**What you should do:** Every line below between the line holding "Query: bus rear wheel" and the line holding "# test: put a marker on the bus rear window, one", inclusive, should be repeated exactly, and all other lines omitted.

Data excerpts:
========
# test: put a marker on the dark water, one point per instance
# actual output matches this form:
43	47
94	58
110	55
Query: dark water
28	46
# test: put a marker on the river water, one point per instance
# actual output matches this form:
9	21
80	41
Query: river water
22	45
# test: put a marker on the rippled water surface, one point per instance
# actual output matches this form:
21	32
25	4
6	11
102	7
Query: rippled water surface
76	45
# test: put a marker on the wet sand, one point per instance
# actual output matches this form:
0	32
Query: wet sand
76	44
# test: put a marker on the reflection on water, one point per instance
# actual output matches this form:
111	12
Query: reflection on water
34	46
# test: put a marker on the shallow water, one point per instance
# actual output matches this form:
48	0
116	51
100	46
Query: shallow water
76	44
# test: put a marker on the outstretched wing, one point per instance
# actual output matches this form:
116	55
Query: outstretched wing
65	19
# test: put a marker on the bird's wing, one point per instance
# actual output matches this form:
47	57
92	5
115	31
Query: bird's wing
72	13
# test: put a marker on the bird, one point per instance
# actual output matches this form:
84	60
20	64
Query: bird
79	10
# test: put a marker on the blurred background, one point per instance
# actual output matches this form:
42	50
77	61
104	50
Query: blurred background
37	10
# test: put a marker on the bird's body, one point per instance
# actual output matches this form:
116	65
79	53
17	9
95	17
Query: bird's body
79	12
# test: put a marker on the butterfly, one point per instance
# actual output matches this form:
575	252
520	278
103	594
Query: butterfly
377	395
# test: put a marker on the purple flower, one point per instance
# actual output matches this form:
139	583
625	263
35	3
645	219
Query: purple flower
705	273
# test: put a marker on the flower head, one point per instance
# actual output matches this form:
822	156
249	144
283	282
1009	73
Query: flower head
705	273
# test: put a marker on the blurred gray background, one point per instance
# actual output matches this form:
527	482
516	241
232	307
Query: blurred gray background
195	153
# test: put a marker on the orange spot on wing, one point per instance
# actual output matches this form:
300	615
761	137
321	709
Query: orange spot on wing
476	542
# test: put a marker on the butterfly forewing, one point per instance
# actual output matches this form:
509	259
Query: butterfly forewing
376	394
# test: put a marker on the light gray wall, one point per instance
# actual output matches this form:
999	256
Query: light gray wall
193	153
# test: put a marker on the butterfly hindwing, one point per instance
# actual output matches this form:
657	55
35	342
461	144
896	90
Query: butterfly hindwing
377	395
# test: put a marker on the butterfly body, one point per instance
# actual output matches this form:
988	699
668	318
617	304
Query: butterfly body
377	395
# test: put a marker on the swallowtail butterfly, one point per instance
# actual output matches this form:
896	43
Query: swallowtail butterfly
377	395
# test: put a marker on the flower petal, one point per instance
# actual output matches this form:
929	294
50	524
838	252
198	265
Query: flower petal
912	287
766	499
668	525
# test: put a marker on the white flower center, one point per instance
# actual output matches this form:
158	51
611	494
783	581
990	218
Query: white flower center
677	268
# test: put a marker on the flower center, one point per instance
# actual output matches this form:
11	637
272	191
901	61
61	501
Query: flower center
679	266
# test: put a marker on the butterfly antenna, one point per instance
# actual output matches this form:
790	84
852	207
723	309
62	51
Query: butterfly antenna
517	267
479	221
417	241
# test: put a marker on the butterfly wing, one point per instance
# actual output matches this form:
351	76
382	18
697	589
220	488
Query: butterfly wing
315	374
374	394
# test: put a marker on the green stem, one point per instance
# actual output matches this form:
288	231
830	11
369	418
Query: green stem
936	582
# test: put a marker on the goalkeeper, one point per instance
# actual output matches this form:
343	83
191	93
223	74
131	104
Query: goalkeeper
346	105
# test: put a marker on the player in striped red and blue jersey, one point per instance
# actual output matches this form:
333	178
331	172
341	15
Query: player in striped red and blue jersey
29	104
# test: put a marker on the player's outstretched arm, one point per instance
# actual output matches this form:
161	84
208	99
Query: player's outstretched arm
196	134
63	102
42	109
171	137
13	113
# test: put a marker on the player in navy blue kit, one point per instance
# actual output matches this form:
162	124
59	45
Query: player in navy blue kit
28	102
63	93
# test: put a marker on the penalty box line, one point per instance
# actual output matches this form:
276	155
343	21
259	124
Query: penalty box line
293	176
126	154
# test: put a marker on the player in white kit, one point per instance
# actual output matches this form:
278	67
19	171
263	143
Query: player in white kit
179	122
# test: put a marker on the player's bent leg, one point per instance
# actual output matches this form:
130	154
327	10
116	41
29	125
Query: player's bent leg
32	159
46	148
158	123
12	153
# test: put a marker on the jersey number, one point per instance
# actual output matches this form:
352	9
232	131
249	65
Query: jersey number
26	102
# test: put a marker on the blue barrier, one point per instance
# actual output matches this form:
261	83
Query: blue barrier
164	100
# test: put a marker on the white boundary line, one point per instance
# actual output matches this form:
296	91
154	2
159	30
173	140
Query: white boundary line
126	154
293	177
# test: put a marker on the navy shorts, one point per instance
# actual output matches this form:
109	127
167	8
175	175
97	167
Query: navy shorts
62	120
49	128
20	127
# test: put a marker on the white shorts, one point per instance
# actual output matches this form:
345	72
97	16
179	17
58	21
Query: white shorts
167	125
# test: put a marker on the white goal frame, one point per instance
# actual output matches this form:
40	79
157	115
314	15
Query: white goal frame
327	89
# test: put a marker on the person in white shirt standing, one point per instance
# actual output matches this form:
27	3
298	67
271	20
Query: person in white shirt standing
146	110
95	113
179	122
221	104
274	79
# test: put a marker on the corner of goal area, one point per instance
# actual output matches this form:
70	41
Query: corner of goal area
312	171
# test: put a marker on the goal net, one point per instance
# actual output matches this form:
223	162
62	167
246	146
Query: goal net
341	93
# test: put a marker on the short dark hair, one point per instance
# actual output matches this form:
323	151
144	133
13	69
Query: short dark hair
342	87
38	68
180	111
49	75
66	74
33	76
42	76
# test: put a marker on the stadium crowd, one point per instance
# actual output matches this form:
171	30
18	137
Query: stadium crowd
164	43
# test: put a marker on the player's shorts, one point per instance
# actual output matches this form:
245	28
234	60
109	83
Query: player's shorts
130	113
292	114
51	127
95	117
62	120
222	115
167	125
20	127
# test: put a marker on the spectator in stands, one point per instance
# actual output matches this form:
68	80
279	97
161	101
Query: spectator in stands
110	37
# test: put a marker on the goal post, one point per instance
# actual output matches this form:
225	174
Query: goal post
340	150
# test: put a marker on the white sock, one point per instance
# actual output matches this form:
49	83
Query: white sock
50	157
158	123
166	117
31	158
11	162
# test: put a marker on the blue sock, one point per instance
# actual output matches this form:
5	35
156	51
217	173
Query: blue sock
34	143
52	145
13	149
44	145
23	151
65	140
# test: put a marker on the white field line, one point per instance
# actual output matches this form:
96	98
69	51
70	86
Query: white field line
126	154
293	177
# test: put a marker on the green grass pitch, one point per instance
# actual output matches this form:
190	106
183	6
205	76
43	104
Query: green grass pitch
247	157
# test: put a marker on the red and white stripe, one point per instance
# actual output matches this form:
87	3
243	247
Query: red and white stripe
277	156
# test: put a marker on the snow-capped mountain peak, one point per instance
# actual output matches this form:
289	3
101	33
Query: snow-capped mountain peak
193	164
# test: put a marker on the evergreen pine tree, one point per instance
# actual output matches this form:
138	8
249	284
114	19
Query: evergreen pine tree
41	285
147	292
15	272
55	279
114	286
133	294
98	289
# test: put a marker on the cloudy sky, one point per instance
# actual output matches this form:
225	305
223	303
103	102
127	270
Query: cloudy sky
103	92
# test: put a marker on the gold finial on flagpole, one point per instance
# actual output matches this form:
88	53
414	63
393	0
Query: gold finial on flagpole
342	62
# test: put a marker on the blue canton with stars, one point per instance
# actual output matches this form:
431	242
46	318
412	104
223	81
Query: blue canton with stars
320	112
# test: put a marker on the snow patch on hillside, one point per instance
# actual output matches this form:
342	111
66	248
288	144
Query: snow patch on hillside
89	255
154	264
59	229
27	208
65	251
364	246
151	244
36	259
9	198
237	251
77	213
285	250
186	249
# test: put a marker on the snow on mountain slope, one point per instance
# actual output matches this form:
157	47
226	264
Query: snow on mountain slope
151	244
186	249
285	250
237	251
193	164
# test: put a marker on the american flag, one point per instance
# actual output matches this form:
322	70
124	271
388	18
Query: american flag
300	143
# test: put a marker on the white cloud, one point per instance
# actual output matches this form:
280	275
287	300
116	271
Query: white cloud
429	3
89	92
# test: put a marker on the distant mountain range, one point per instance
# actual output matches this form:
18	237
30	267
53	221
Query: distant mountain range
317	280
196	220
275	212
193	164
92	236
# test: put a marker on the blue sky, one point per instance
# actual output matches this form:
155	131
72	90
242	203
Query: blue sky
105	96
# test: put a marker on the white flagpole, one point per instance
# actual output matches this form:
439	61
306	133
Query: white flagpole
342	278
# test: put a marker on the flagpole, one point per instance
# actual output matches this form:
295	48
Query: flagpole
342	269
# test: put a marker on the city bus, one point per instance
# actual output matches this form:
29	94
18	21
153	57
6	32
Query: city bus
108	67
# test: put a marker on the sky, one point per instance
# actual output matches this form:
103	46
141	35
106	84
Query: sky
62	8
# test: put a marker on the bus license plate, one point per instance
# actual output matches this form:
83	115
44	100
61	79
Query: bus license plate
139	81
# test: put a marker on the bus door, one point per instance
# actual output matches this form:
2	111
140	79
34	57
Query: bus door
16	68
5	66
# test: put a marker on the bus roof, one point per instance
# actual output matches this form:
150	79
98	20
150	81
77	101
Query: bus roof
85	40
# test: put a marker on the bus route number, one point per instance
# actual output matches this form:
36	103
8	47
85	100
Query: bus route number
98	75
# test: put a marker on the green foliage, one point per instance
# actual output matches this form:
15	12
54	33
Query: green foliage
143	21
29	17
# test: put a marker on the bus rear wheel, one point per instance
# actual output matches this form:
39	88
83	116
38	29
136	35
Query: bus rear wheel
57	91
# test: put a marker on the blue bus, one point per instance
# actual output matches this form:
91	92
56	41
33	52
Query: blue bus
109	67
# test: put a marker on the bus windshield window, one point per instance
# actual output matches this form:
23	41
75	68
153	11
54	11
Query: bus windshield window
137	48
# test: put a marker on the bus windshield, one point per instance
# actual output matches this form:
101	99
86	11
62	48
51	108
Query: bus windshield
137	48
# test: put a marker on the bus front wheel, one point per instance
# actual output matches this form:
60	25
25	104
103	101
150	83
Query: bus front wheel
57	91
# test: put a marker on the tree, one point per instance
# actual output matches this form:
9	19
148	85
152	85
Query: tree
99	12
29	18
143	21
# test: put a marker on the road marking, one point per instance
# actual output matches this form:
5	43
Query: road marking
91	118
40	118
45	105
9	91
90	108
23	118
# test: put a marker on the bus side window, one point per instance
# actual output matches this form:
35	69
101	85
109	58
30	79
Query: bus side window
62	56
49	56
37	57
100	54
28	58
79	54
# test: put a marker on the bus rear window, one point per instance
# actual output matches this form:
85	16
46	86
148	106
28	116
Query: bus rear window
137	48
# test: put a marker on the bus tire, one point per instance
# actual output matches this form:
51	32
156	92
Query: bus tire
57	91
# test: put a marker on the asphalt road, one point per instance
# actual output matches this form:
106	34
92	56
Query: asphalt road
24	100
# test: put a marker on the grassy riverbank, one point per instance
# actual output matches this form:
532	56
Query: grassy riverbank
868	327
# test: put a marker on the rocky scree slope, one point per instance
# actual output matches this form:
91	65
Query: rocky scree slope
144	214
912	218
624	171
========
**Task response:**
Query: bus rear wheel
57	91
# test: put a marker on the blue bus, one point per instance
# actual output matches this form:
91	92
56	41
33	52
Query: blue bus
109	67
# test: put a marker on the bus windshield window, one point per instance
# actual output matches this form:
23	41
75	68
153	11
54	11
Query: bus windshield window
137	48
# test: put a marker on the bus windshield, one point per instance
# actual output matches this form:
101	99
86	11
62	48
51	108
Query: bus windshield
137	48
# test: put a marker on the bus front wheel, one point per instance
# actual output matches this form:
60	25
25	104
103	101
150	83
Query: bus front wheel
57	91
# test: put a marker on the tree, one point per instance
# actual output matches this form:
9	19
148	85
152	85
Query: tree
99	12
29	18
143	21
# test: put a marker on the road marking, one point per instance
# actual output matches this form:
5	43
Query: road marking
91	118
40	118
45	105
9	91
90	108
23	118
# test: put a marker on the bus side window, one point per instance
# actual output matches this form:
35	69
101	85
109	58
30	79
Query: bus side window
62	56
49	56
37	57
100	54
28	58
79	54
# test: put a marker on the bus rear window, one point per instance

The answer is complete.